++++ Data Kerja ++++

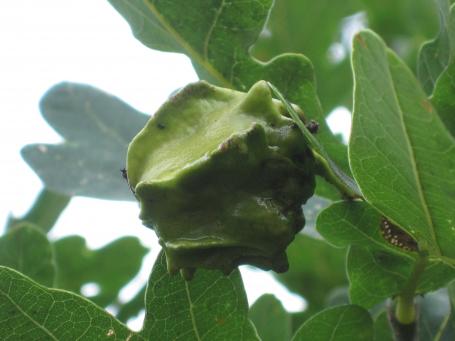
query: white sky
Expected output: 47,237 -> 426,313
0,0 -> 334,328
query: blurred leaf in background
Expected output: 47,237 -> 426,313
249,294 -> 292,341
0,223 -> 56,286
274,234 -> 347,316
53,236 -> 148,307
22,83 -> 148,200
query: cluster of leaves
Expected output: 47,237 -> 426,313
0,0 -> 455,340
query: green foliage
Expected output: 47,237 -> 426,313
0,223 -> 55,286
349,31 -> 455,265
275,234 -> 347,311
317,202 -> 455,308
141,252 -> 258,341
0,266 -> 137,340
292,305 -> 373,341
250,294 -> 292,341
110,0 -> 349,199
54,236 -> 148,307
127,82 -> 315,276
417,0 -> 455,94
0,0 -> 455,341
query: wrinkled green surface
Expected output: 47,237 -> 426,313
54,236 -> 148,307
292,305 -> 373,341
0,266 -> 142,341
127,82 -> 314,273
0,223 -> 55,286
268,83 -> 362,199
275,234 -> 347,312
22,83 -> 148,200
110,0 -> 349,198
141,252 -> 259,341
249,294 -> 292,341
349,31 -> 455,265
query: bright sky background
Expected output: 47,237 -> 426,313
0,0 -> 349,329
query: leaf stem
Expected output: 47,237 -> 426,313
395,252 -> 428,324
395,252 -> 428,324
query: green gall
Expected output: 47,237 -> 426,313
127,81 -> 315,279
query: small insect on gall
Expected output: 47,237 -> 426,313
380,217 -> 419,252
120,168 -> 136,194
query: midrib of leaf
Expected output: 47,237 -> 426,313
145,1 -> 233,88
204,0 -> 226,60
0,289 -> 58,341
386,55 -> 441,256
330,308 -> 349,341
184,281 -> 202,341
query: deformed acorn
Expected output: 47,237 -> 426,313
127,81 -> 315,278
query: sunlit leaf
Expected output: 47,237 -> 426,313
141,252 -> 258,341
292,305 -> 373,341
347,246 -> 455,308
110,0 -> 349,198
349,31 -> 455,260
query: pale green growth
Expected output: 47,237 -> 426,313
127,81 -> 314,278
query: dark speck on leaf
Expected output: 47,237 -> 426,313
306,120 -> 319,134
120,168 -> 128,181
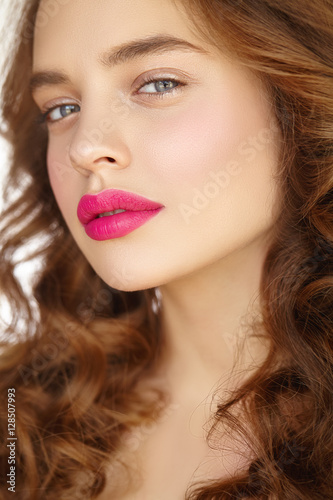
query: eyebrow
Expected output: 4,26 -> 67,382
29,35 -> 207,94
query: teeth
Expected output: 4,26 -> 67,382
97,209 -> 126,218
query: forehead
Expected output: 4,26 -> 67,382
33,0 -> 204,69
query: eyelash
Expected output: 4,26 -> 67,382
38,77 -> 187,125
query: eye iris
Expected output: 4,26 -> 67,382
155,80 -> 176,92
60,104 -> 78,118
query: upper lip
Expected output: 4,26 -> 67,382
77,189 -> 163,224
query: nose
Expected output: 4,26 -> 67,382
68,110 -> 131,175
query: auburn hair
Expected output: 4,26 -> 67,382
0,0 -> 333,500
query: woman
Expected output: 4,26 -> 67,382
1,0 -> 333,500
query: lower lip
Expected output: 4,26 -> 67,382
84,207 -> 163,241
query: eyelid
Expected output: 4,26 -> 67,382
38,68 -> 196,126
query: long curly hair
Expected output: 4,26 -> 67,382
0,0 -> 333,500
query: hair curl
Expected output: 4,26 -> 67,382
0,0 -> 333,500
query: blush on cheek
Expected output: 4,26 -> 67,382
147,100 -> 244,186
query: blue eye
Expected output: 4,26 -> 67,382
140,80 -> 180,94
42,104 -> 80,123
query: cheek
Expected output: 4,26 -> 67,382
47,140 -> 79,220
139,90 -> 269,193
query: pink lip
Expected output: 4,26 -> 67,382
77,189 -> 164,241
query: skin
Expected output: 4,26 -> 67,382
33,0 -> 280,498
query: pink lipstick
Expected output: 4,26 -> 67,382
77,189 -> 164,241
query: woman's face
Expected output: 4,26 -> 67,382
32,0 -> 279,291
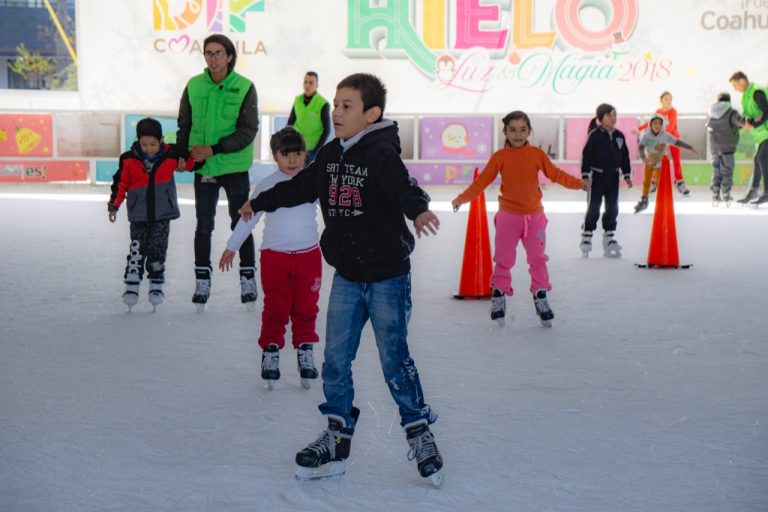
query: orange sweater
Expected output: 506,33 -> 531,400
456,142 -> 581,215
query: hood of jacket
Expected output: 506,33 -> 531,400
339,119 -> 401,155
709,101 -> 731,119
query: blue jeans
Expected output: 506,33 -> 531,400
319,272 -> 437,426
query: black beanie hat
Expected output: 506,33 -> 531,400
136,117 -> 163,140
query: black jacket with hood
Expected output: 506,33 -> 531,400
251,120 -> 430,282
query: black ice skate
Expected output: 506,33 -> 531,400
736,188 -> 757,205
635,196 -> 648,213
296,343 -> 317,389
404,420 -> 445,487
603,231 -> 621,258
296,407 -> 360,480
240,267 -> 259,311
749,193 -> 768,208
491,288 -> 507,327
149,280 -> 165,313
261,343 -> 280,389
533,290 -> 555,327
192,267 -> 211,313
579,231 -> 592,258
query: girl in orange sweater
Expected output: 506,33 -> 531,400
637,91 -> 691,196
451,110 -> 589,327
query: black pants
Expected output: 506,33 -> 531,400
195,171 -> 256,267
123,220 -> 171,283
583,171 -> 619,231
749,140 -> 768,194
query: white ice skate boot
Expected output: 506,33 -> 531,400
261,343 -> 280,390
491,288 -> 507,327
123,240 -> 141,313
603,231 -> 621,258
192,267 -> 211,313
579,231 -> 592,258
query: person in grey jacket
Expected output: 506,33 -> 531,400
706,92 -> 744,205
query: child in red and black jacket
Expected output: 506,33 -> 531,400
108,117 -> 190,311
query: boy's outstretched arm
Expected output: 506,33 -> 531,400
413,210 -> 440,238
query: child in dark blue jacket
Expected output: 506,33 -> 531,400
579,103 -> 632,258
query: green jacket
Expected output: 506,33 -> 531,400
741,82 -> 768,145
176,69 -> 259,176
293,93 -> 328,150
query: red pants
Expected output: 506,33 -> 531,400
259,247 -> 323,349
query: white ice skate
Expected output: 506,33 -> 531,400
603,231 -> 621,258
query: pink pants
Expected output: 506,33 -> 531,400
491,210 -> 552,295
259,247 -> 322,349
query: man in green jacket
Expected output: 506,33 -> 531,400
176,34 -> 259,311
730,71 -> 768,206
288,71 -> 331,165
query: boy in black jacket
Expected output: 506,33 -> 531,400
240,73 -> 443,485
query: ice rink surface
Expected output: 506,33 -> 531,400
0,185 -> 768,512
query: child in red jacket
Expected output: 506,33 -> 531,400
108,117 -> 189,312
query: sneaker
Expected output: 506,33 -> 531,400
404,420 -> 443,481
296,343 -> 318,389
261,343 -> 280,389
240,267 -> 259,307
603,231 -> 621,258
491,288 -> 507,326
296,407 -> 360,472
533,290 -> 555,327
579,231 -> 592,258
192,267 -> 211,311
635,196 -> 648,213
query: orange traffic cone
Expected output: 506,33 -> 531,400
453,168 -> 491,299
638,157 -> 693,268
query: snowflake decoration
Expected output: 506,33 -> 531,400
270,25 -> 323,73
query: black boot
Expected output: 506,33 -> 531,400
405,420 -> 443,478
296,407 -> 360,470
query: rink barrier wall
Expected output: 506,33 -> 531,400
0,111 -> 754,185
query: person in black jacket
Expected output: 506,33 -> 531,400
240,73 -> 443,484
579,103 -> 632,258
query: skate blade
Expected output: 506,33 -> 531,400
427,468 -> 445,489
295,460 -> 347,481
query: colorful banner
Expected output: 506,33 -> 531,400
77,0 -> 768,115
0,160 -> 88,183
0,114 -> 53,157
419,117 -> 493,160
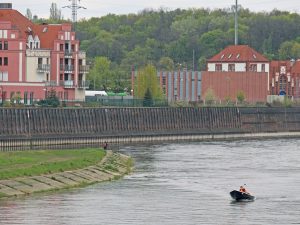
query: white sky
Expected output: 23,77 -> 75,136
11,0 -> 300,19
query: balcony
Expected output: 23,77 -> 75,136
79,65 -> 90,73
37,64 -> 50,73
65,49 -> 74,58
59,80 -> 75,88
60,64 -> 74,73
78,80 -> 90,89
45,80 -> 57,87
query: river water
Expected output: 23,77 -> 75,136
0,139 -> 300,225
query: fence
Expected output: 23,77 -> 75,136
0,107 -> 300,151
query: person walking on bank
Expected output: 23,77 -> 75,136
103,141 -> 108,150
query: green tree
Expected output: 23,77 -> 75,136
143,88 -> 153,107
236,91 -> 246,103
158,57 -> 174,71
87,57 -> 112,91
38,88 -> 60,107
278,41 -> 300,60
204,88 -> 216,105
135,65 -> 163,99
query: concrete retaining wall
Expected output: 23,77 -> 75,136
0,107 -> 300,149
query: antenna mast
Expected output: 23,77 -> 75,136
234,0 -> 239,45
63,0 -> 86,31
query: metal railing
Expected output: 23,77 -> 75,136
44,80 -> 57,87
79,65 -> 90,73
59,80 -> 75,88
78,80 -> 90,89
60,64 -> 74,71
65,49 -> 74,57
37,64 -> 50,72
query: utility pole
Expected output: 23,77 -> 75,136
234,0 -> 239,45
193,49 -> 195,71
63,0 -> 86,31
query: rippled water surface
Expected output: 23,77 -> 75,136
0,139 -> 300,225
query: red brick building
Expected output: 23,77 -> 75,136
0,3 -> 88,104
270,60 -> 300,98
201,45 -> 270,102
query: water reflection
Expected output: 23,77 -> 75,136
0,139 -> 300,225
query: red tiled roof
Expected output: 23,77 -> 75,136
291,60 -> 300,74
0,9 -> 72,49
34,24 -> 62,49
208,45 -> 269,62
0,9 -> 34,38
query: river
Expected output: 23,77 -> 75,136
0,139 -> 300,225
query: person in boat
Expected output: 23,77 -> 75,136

++++

* _Instruksi Tugas_: Mohon format baris di atas sebagai tabel Markdown, mulai dari baris pertama terus hingga baris yang memuat "0,0 -> 455,341" (kedua ujungnya ikut), dengan kolom No untuk nomor urut dan kolom Baris untuk isinya. Lewati baris kosong dan jangan sertakan gambar dalam jawaban.

* _Jawaban Tertulis_:
| No | Baris |
|---|---|
| 1 | query: white sky |
| 2 | Expected output: 47,237 -> 426,313 |
| 3 | 0,0 -> 334,328 |
| 4 | query: blurred leaf in background |
| 5 | Expected output: 47,237 -> 426,313 |
| 6 | 249,294 -> 292,341 |
| 7 | 0,223 -> 56,286 |
| 8 | 274,234 -> 347,316 |
| 9 | 53,236 -> 148,307 |
| 10 | 22,83 -> 148,200 |
| 11 | query: cluster of leaves |
| 12 | Expected output: 47,237 -> 426,313 |
| 13 | 0,0 -> 455,340 |
| 14 | query: green foliage |
| 15 | Expected output: 47,237 -> 426,313 |
| 16 | 0,223 -> 55,286 |
| 17 | 349,31 -> 455,265 |
| 18 | 275,234 -> 347,311 |
| 19 | 317,202 -> 455,308 |
| 20 | 141,252 -> 258,341 |
| 21 | 0,266 -> 137,340 |
| 22 | 292,305 -> 373,341 |
| 23 | 250,294 -> 292,341 |
| 24 | 110,0 -> 349,199 |
| 25 | 54,236 -> 148,307 |
| 26 | 127,82 -> 315,276 |
| 27 | 417,0 -> 455,94 |
| 28 | 0,0 -> 455,341 |